§ Task inputs
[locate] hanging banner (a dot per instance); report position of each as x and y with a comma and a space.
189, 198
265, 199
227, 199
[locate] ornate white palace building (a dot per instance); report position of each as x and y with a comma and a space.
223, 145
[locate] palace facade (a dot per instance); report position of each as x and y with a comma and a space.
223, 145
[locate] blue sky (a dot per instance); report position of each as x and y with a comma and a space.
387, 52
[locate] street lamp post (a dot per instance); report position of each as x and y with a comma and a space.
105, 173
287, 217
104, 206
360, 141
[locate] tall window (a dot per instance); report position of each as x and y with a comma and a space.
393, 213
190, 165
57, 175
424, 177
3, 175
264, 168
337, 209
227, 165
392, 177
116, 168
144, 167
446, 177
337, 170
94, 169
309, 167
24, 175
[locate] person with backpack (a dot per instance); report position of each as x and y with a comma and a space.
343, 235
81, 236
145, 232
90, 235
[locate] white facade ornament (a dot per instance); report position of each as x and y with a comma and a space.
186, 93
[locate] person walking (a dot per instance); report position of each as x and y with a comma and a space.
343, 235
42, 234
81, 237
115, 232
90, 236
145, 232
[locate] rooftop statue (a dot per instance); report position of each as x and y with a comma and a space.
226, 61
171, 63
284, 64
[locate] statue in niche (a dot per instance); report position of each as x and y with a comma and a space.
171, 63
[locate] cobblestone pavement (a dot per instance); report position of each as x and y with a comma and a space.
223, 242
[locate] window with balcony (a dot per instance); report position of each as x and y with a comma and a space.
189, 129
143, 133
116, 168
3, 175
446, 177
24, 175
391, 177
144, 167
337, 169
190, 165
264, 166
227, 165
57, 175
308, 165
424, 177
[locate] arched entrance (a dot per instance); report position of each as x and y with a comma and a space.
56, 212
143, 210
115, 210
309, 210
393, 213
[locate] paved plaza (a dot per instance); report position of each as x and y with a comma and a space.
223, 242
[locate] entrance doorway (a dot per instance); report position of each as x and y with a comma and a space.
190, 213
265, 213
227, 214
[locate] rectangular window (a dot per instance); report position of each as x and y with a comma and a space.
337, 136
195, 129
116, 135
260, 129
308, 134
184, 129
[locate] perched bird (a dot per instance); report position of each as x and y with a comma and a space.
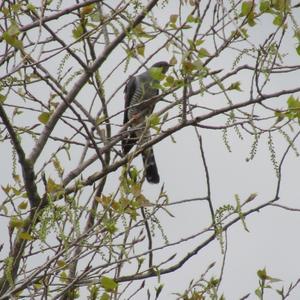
139, 89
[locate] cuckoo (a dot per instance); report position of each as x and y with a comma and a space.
138, 90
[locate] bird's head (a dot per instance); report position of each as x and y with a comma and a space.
162, 64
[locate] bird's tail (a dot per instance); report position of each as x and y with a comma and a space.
128, 142
151, 171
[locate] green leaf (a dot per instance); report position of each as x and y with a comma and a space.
108, 284
258, 293
262, 274
26, 236
2, 98
247, 7
105, 296
61, 263
140, 49
44, 117
297, 34
13, 29
63, 277
77, 31
265, 6
298, 50
278, 21
23, 205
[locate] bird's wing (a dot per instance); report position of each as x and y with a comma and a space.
129, 91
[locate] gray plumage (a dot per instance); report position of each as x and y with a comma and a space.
139, 89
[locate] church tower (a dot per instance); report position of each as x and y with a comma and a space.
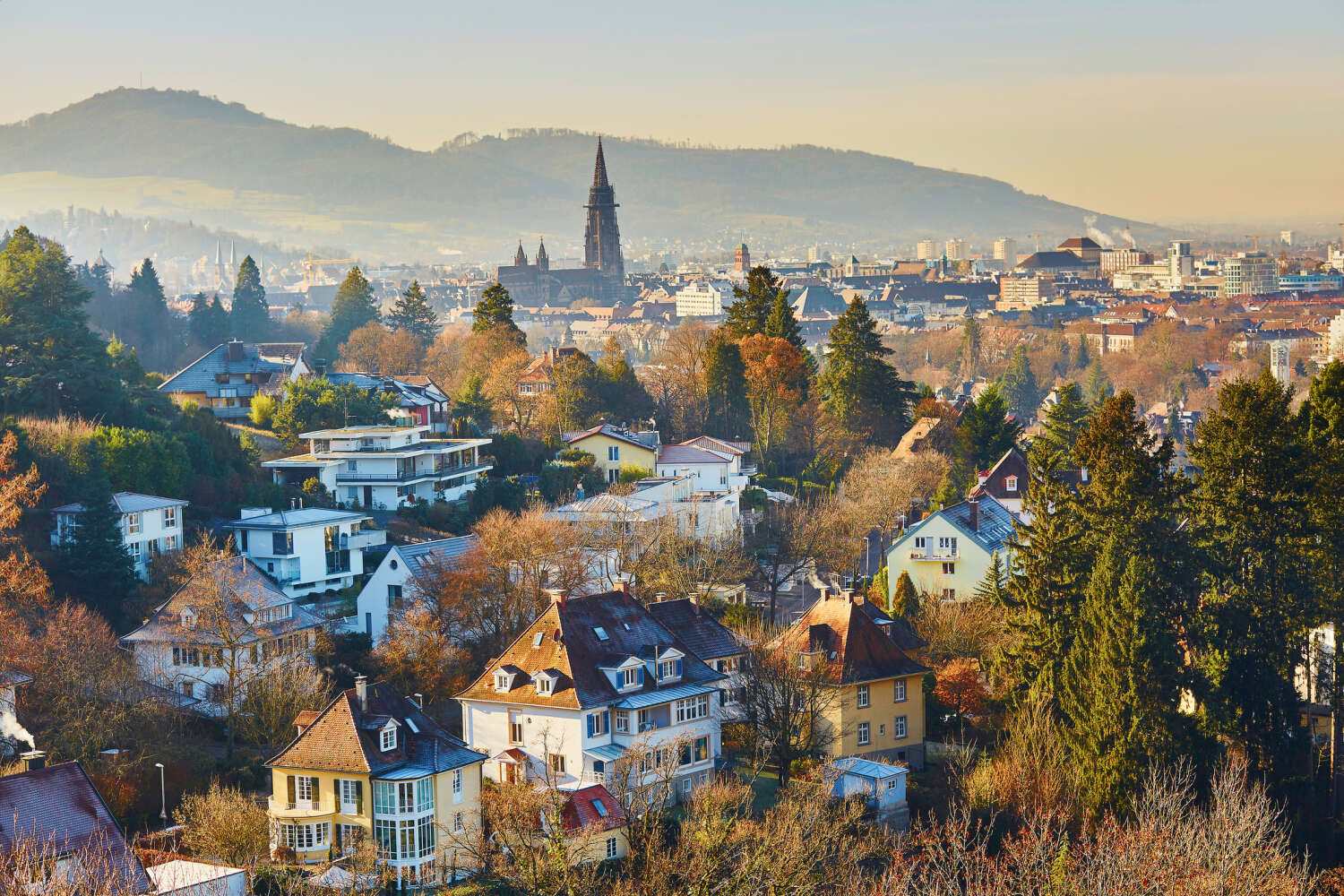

§ Exercise description
Render the data above as a Markdown table with two columns, "Row" and "Data line," giving each nonblank line its own numbered row. Leave the pictures out of the table.

§ Exercise output
| Row | Data line |
|---|---|
| 1 | [locate] hanging banner (a dot per instance); report position of each as x and y with a comma and a space. |
| 2 | 189, 198 |
| 3 | 265, 199 |
| 4 | 227, 199 |
| 5 | [locate] ornate white palace building (a dot per instance); report position of each as x and y with a comma and a space. |
| 6 | 223, 145 |
| 7 | [locate] palace facade (a dot per instance); report position of each as x and y with a comma and a space. |
| 8 | 223, 145 |
| 9 | [locate] blue sky (a dot per instance); report position of each as x and y with a comma and a space. |
| 10 | 387, 52 |
| 11 | [locate] street lamp post (a dot per instance); report position of each as x and y with a comma and a space. |
| 12 | 105, 173 |
| 13 | 287, 217 |
| 14 | 104, 206 |
| 15 | 360, 141 |
| 16 | [locate] tall window (a dot per instance); report position of each as x and y with a comma and a space. |
| 17 | 393, 213 |
| 18 | 190, 165 |
| 19 | 57, 175 |
| 20 | 424, 177 |
| 21 | 3, 175 |
| 22 | 264, 168 |
| 23 | 337, 209 |
| 24 | 227, 165 |
| 25 | 392, 177 |
| 26 | 116, 168 |
| 27 | 144, 167 |
| 28 | 446, 177 |
| 29 | 337, 170 |
| 30 | 94, 169 |
| 31 | 309, 167 |
| 32 | 24, 175 |
| 33 | [locate] person with backpack (a dot per instance); report position of each as x and y with a comma and a space. |
| 34 | 343, 235 |
| 35 | 81, 236 |
| 36 | 145, 232 |
| 37 | 90, 235 |
| 38 | [locate] white facade ornament (a dot per instance); report position of each as x and y with a comma and a space. |
| 39 | 186, 93 |
| 40 | [locate] person walking (a dot per instance); report position of each as x and y with a comma and a space. |
| 41 | 343, 235 |
| 42 | 42, 234 |
| 43 | 81, 237 |
| 44 | 115, 232 |
| 45 | 90, 236 |
| 46 | 145, 232 |
| 47 | [locate] rooftop statue (a dot per instance); report position of each as x and y with a comma and a space. |
| 48 | 226, 61 |
| 49 | 171, 63 |
| 50 | 284, 64 |
| 51 | [locate] statue in niche (a dot per instance); report position of each as x and y with a comma and a space. |
| 52 | 171, 63 |
| 53 | [locate] cobblestone pavement (a dot per instance); report position of each as x and y with a comma and a space. |
| 54 | 223, 242 |
| 55 | [locate] window with balcony (a dot per instance); report position of each as x and y with a comma and a space. |
| 56 | 189, 129 |
| 57 | 143, 133 |
| 58 | 116, 168 |
| 59 | 3, 175 |
| 60 | 446, 177 |
| 61 | 24, 175 |
| 62 | 391, 177 |
| 63 | 144, 167 |
| 64 | 337, 169 |
| 65 | 190, 165 |
| 66 | 264, 166 |
| 67 | 227, 165 |
| 68 | 57, 175 |
| 69 | 308, 165 |
| 70 | 424, 177 |
| 71 | [locate] arched entrance (a dot per instance); report position of each as x and y with a comma and a space. |
| 72 | 56, 212 |
| 73 | 143, 210 |
| 74 | 115, 210 |
| 75 | 309, 210 |
| 76 | 393, 213 |
| 77 | [locate] paved plaza (a dot per instance); report position of each as x and y with a comma and a space. |
| 78 | 223, 242 |
| 79 | [locate] entrance doorway (a dot per instance); report position of each as x and y with a comma and a space. |
| 80 | 190, 213 |
| 81 | 265, 213 |
| 82 | 227, 214 |
| 83 | [locate] rectangular window (a dot per instance); report position of each as x and y with a comma and a space. |
| 84 | 337, 136 |
| 85 | 195, 129 |
| 86 | 116, 135 |
| 87 | 260, 129 |
| 88 | 308, 134 |
| 89 | 184, 129 |
| 90 | [locate] perched bird (a dot per instance); report position of each as x and y with a comma and a space. |
| 91 | 139, 89 |
| 92 | [locate] cuckoo (a dot per instance); report position of each as x and y with a comma and a space. |
| 93 | 138, 90 |
| 94 | [locate] bird's head (a dot per instance); report position of each as x and y with a comma and a space. |
| 95 | 162, 64 |
| 96 | [locate] bird's tail (a dot per instance); report position of each as x and y with a comma and a space. |
| 97 | 128, 142 |
| 98 | 151, 171 |
| 99 | [locate] green leaf (a dot per instance); report position of each as x and y with a comma and a space. |
| 100 | 108, 284 |
| 101 | 258, 293 |
| 102 | 262, 274 |
| 103 | 26, 236 |
| 104 | 2, 98 |
| 105 | 247, 7 |
| 106 | 105, 296 |
| 107 | 61, 263 |
| 108 | 140, 49 |
| 109 | 44, 117 |
| 110 | 297, 34 |
| 111 | 13, 29 |
| 112 | 63, 277 |
| 113 | 77, 31 |
| 114 | 265, 6 |
| 115 | 298, 50 |
| 116 | 278, 21 |
| 117 | 23, 205 |
| 118 | [locate] bird's wing (a dot per instance); report position of each as x and y with a comma and a space. |
| 119 | 129, 91 |
| 120 | [locate] gray plumage (a dot per instance); report position of each as x and y with a comma and a space. |
| 121 | 139, 89 |
| 122 | [locate] church tower (a dot per instance); report position of each as x and y with a comma and a space. |